▶ Task prompt: Copy everything from the start of the records down to the line containing "(1288, 425)", both ends included, reproducing each line unchanged.

☆ ☆ ☆ ☆ ☆

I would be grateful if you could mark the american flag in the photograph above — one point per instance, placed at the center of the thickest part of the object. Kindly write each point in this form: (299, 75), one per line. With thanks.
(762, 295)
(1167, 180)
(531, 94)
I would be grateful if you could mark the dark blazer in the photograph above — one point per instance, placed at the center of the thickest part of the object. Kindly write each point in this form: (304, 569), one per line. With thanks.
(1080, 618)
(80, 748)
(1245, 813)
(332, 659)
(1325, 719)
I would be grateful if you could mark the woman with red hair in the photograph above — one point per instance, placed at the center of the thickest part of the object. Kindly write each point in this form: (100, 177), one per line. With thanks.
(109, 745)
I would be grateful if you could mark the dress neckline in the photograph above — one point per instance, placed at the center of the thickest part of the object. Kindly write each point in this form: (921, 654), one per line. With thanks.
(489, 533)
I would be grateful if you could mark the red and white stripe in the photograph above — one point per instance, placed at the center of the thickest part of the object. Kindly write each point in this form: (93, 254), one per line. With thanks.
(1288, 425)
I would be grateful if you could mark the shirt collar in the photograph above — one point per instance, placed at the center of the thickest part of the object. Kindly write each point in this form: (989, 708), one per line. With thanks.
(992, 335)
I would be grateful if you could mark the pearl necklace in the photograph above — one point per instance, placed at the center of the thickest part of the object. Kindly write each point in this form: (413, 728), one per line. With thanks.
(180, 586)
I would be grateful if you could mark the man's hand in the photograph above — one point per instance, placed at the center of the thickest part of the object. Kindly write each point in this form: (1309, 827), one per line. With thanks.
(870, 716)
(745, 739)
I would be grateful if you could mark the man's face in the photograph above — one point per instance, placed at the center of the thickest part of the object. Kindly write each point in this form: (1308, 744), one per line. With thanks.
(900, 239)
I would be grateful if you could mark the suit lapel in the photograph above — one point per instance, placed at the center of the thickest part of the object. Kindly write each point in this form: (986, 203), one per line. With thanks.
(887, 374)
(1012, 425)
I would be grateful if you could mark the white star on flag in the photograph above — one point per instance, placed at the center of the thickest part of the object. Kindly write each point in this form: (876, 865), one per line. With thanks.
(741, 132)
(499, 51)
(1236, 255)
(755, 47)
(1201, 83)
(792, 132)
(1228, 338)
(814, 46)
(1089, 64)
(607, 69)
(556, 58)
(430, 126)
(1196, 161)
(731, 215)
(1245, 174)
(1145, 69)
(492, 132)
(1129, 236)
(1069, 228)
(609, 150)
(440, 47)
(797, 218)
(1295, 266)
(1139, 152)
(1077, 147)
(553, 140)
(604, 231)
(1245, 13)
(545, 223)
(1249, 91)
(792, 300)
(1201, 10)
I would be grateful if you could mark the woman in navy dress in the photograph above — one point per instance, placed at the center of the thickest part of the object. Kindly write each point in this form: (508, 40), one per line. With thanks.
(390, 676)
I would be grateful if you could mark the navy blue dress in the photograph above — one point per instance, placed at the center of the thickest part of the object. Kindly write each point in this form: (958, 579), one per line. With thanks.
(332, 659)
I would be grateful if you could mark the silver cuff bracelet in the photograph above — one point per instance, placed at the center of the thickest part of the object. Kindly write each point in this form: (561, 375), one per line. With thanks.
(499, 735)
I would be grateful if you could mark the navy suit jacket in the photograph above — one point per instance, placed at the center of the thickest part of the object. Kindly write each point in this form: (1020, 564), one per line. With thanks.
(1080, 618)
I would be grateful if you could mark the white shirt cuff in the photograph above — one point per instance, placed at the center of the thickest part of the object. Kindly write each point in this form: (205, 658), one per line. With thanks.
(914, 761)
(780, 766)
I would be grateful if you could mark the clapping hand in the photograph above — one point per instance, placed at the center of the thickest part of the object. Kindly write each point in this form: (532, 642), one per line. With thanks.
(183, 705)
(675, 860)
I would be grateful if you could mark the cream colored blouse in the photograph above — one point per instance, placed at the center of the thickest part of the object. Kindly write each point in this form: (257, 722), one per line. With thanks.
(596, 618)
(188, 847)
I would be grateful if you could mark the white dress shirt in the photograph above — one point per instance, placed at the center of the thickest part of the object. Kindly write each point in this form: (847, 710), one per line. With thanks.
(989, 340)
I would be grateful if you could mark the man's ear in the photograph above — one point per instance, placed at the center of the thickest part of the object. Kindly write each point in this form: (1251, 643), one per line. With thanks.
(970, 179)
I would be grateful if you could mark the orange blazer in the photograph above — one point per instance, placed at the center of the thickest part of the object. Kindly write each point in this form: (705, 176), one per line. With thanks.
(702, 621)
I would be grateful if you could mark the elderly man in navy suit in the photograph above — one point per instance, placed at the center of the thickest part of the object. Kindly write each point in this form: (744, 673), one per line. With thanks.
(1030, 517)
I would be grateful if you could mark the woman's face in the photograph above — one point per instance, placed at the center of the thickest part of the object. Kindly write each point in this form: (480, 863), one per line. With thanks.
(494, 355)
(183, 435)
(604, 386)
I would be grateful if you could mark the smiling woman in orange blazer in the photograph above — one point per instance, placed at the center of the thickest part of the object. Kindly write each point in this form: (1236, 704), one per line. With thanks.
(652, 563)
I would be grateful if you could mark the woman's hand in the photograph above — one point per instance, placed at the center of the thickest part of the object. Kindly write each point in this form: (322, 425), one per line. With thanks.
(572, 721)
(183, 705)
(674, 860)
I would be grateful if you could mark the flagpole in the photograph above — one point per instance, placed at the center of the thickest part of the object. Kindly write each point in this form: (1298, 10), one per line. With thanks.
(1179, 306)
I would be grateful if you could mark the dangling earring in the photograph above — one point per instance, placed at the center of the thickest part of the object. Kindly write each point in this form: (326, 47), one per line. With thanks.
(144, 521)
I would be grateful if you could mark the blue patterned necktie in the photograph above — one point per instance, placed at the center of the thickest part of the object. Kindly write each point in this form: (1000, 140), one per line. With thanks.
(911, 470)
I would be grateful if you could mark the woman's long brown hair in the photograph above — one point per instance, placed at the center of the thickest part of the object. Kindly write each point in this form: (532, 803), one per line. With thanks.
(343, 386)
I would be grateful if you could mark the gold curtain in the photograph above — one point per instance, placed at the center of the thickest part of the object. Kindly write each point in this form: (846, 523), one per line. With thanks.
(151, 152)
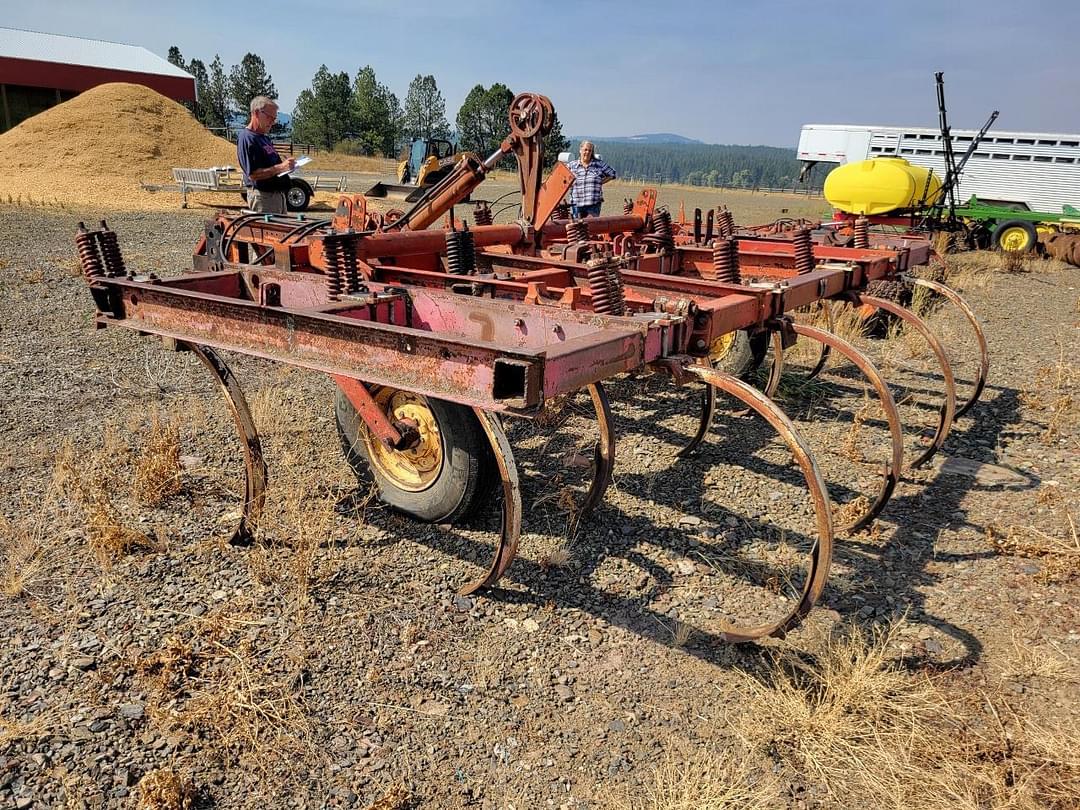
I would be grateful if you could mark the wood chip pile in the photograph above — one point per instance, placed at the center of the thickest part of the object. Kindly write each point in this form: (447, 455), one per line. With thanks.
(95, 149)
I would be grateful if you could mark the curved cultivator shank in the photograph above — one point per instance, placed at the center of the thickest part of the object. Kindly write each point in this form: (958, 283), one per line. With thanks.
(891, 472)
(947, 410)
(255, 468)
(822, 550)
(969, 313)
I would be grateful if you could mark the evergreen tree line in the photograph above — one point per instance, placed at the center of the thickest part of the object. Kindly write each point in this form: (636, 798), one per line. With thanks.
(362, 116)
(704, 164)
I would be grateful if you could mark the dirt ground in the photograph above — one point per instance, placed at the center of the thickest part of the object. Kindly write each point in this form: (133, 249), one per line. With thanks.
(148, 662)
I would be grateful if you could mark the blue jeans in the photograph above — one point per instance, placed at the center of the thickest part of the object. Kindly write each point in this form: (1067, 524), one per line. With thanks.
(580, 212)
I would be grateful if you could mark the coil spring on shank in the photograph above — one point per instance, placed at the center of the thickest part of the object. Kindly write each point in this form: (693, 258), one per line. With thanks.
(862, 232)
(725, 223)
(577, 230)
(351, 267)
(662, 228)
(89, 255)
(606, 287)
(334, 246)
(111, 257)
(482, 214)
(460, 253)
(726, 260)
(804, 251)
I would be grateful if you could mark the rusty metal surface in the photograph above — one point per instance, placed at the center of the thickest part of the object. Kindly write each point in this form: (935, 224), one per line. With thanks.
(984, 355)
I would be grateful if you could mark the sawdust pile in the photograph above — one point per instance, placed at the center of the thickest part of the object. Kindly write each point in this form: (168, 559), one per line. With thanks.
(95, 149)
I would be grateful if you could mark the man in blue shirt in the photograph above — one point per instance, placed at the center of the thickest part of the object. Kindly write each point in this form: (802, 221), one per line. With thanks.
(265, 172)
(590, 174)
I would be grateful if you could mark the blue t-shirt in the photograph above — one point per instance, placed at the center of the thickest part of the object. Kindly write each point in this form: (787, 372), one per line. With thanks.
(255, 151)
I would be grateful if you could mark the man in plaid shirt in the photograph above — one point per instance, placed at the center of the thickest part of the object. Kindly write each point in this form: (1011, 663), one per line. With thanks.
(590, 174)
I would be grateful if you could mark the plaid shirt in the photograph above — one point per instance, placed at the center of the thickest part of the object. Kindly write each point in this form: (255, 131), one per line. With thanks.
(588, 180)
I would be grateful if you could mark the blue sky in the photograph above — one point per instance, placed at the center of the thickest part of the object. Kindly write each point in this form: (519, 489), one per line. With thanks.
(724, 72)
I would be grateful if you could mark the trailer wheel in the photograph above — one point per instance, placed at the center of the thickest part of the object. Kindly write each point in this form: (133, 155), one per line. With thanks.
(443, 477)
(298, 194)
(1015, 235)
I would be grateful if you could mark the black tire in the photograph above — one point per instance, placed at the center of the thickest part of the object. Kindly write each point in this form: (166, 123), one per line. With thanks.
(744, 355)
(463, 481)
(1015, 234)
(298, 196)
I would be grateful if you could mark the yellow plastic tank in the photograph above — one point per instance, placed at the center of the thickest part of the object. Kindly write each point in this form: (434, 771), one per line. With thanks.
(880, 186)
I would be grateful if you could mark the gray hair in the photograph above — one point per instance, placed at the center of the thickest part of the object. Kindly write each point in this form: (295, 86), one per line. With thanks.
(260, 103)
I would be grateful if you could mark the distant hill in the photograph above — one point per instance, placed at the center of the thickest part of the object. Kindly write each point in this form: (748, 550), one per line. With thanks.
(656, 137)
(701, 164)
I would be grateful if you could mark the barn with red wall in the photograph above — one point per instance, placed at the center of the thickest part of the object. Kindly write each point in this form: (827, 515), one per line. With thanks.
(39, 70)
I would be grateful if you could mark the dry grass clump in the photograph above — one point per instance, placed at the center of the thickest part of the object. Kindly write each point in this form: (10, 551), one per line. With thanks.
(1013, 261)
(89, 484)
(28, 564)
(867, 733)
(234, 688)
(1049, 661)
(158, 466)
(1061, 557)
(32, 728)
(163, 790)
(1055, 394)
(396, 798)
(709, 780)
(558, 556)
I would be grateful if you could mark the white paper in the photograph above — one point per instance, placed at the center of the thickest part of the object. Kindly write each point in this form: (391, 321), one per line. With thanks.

☆ ☆ ☆ ☆ ☆

▶ In response:
I would be grateful if you could mark the american flag in the photograph above — one point per instance, placed at the center of the thickest part of the object. Kindly write each point in this form: (299, 75), one per line. With thanks.
(762, 295)
(1167, 180)
(531, 94)
I would be grateful if you could mark the dark blazer in the photograph above — one point per instance, placed at the center of the thickest part of the object. Kindly write each point in this form: (304, 569), one per line. With thanks.
(1080, 618)
(80, 748)
(1245, 813)
(332, 659)
(1325, 719)
I would be grateful if you could mark the woman with red hair in the photograph above — one point per instance, placed at the center of the thickest part of the object. Kindly write each point in this form: (100, 177), one per line. With thanks.
(109, 745)
I would be grateful if you could mark the dress neckline in the photograph above — one point per instance, placed at the center of the thickest part of the object. Kindly write each point in this form: (921, 654), one per line. With thanks.
(489, 533)
I would be grateful if you could mark the red and white stripe in the photograph above — one point per instance, placed at the center of the thickest part of the object. Kindly write each point in this form: (93, 254), one per line. With thanks.
(1288, 425)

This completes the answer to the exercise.